[Data from a point labeling set]
— Start —
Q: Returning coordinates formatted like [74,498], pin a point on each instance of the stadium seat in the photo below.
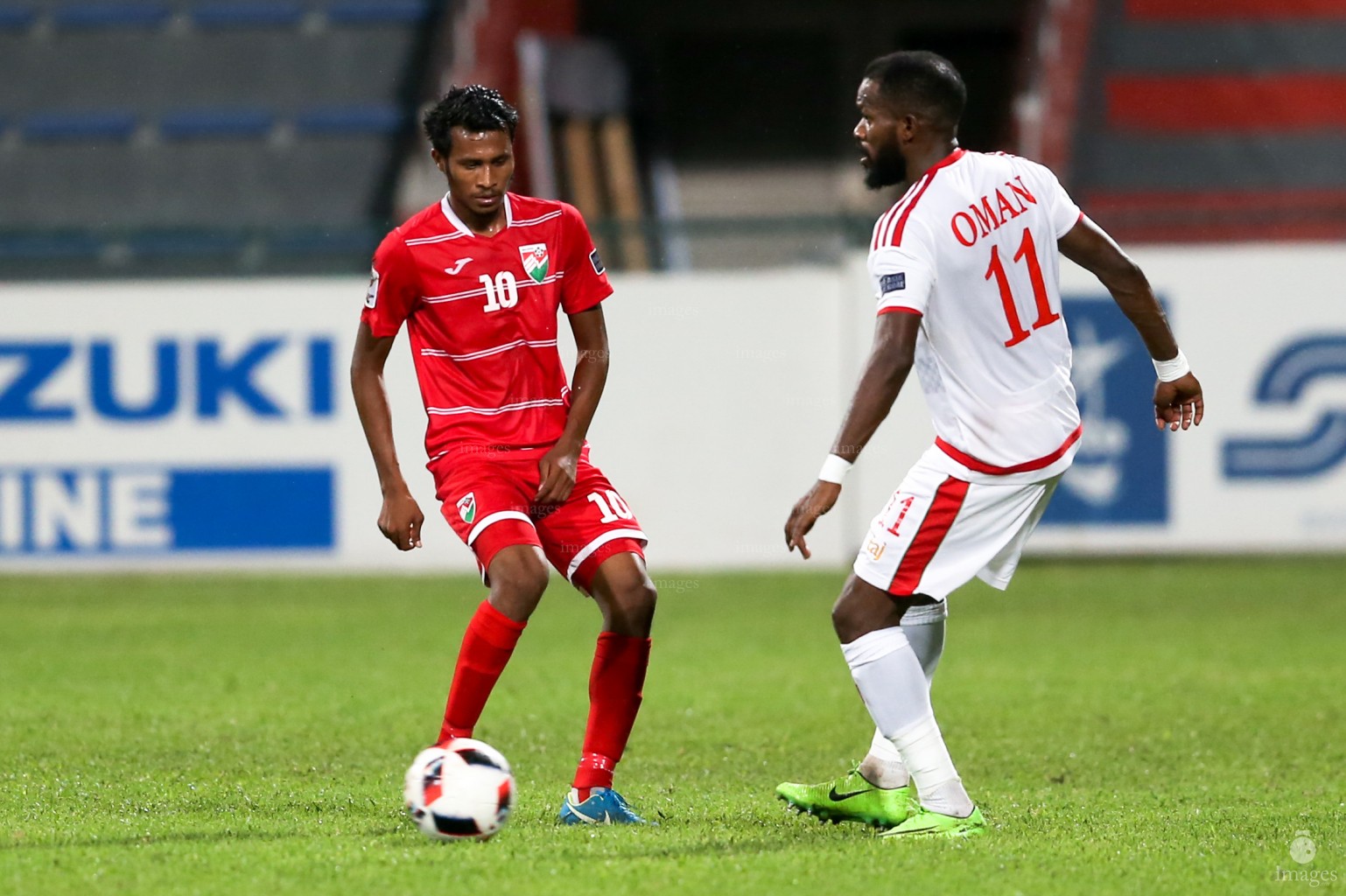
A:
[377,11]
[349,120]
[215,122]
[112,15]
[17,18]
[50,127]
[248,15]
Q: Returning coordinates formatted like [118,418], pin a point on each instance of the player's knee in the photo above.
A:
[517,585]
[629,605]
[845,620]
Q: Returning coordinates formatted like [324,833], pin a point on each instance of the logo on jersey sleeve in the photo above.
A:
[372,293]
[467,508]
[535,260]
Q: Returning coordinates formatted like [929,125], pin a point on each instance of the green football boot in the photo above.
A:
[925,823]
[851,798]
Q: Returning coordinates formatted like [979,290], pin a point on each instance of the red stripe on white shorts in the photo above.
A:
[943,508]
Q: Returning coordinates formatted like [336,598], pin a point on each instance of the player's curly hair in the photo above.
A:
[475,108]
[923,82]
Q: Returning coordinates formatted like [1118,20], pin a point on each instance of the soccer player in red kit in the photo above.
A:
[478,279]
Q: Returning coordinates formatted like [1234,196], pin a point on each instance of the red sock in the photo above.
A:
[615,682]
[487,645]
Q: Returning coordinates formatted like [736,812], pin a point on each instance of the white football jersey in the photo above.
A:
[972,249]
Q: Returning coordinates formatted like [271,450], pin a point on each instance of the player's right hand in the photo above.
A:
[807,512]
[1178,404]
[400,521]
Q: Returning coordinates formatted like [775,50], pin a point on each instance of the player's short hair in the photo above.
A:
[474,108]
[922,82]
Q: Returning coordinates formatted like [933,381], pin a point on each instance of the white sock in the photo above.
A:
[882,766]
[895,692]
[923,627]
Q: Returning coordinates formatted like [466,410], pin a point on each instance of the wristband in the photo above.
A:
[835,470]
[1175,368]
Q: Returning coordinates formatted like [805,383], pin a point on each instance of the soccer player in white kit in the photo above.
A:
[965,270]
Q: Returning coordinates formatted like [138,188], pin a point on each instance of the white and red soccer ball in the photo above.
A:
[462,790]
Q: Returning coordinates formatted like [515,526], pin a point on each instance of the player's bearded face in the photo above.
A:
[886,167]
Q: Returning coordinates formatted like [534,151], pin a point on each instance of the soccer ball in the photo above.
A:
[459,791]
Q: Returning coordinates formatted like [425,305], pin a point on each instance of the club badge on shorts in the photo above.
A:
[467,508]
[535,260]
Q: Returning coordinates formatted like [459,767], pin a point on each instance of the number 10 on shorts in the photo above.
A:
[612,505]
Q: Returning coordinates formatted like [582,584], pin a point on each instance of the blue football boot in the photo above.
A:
— End —
[Aim]: Change every "photo" in the data above to "image" and write all of the data out again with nothing else altered. Leave the pictures out.

[Output]:
Q: Returning coordinates formatted like [74,498], pin a point on each instance of the stadium seat in the image below.
A:
[377,11]
[349,120]
[215,122]
[112,15]
[17,18]
[50,127]
[248,15]
Q: Returning coordinates formatted like [118,418], pin a point on each instance of the player's knee in the image above.
A:
[517,585]
[629,605]
[845,620]
Q: Returning coordinates formatted like [324,833], pin a point on each instance of the logo on jersey sleeve in the image above.
A:
[372,293]
[467,508]
[535,260]
Q: Returning coordinates formatted like [929,125], pin a point on each instance of the green football boot in the image above.
A:
[925,823]
[851,798]
Q: Returning coordinates formatted like [979,290], pin a point on each instance of the red stripe on white shorts in the image above.
A:
[943,508]
Q: Returning coordinates formatted like [336,598], pin a point on each instance of the player's curly hair in the image above.
A:
[475,108]
[923,82]
Q: Returning coordinates formatted like [1118,20], pin a point on each instance of the soccer player in red kit in the image above.
A:
[478,279]
Q: Returning coordinates formatted like [1234,196], pin a point on each instance of the red sock in the image above.
A:
[615,682]
[487,645]
Q: Returning coordinates formatted like [736,812], pin a point on each instance of the white football jersey in the image above.
A:
[972,249]
Q: Returning coordinates formatted like [271,450], pin a point on each instance of the player's right hand in the image above.
A:
[807,512]
[1178,404]
[400,521]
Q: Returning coordinates formatted like [775,50], pin a point on each instance of the player's short hair in the image above.
A:
[474,108]
[922,82]
Q: Returning coordinates formatted like [933,381], pin a point on each instance of the white sock in the image above.
A:
[882,766]
[895,692]
[923,627]
Q: Returning coordinates formatted like [466,410], pin a point on each instance of the wristband in the image above.
A:
[835,470]
[1175,368]
Q: Returning coordinates formatted like [805,383], pin a point on each instance of the soccer player in white kit in the image above.
A:
[965,270]
Q: Returning coordinates formatted like [138,188], pin a point on each instance of the white and red soccer ball in the image above.
A:
[462,790]
Q: Returning coordinates formatted like [515,526], pin a point on each instance of the player's bearded face in the image above.
A:
[886,167]
Q: Returning coordinates formatted like [534,151], pin a point on each instance of the soccer ball in the image above.
A:
[459,791]
Q: Returning coordinates formatted like [425,305], pin a point on each instance of the club badge on shorts in the image above.
A:
[467,508]
[535,260]
Q: Returning coordinates formatted like [459,767], pin a point on each instance of the number 10 on shorts in the image above.
A:
[612,505]
Q: Returning coordinates formatted like [582,584], pin a point on each instance of the blue football boot in the image above.
A:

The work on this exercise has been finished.